-- Testo citato --
(rispetto ai dialetti della Romagna Centrale)
di Agide Vandini
Notizie storiche essenziali
- La striscia rivierasca del Po di Primaro, la più
importante via d’acqua del territorio, fu abitata fin da tempi antichissimi.
Filo, il centro più antico, vi sorse presumibilmente nell’Alto Medioevo.
L’esistenza di una chiesa è documentata a Filo (S.Maria) dall’anno 1022 e
successivamente a Longastrino (S. Giuliano) dall’anno 1195. Alle villae ultra padum Sancto Blaxio ad mare ed ai loro abitanti erano dirette speciali
norme degli Statuti Ravennati del Duecento e di quelli successivi[1].
- Tutta la Riviera di Filo, sia a sud che a nord di Po
Vecchio fino alle Valli, appartenne al Comitatus
Ravennatis fino al primo Quattrocento. Le villae ultra Padum della Riperia Padi, in quanto parte della
Romagna, furono nell’anno 1371 opportunamente censite nella Descriptio
provinciae Romandiolae del Cardinale Anglic Grimoard de Grisac,
fratello del papa Urbano V[2].
- Nel 1433 la parte ultra
padum della Riviera di Filo, con la sua Bastia del Zaniolo, passò ai Duchi
di Ferrara, nell’ambito di un’espansione territoriale che interessò tutta la
cosiddetta Romagna Estense. La Riviera si resse a comune autonomo fino
all’Unità d’Italia (1861). A quell’epoca furono restituiti a Ravenna i
territori a sud del Po Nuovo (Lugo, Bagnacavallo ecc.), mentre il comune di
Filo (di Ferrara), invece, fu incorporato gradualmente - e non senza
opposizione - in quello di Argenta fra il 1861 ed il 1888; le zone ravennati di
Filo, Longastrino, Humana (poi Anita) e S.Alberto erano state nel frattempo
trasferite da Ravenna ad Alfonsine e da questo comune, ad eccezione di
S.Alberto, dipendono tuttora[3].

-- Dati forniti --
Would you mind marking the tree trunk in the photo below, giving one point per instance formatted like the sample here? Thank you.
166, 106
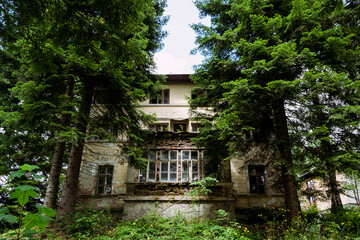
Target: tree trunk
56, 165
283, 142
69, 194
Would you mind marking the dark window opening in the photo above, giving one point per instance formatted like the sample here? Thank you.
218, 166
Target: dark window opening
179, 127
159, 127
105, 179
162, 98
257, 178
195, 127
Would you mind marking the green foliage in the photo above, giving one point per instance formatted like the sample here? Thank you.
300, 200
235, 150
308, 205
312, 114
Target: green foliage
28, 222
88, 223
202, 187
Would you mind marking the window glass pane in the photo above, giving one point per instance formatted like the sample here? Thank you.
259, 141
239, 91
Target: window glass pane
194, 167
152, 166
185, 167
102, 170
173, 155
101, 180
107, 189
253, 189
108, 180
260, 170
173, 177
142, 177
164, 167
163, 177
252, 170
164, 155
100, 190
261, 179
158, 128
194, 155
151, 176
206, 155
261, 188
252, 179
152, 155
166, 96
185, 155
173, 167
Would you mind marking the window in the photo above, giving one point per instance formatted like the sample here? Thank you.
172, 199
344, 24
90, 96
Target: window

-- Esercizi proposti --
1. Rispondi alle domande sul testo sulla Riviera di Filo.
(a) Da quale anno è documentata l'esistenza della chiesa di S. Maria a Filo?
(b) In quale anno la parte ultra padum della Riviera di Filo passò ai Duchi di Ferrara?
(c) Fra quali anni il comune di Filo fu incorporato in quello di Argenta?
2. Scrivi il seguito del testo sulla Riviera di Filo, riprendendo subito dopo l'ultima frase riportata.
I dati provengono da una fonte diversa dal testo sulla Riviera di Filo.

-- Soluzioni degli esercizi --
1.
(a) Dall'anno 1022.
(b) Nel 1433.
(c) Fra il 1861 e il 1888.

2.
- Le sistemazioni idrauliche di fine Settecento
comportarono l’immissione delle acque del Reno nell’alveo del Po di Primaro (Po
Vecchio) e determinarono rettificazioni fluviali (Po nuovo) quasi ovunque a sud
del vecchio alveo[4].
I paesi e le borgate di Filo e Longastrino si ritrovarono allora lungo un fiume
abbandonato, mentre dal prosciugamento delle valli ravegnane, fra il Po nuovo e
il Po vecchio, si ebbe tanta terra da lavorare. Nel primo Ottocento affluirono così
dalla Romagna, in particolare dal lughese, molte famiglie contadine i cui
soprannomi sono, ancora oggi, gli stessi delle zone d’origine. Tali apporti
rafforzarono vieppiù gli usuali legami col ravennate; la popolazione aumentò,
sorse un nuovo villaggio romagnolo alla «Chiavica di legno» di fronte alla foce
del Santerno ed in prossimità di due passi fluviali, villaggio poi abbandonato
a fine Novecento, i cui abitanti si sono spostati a Filo.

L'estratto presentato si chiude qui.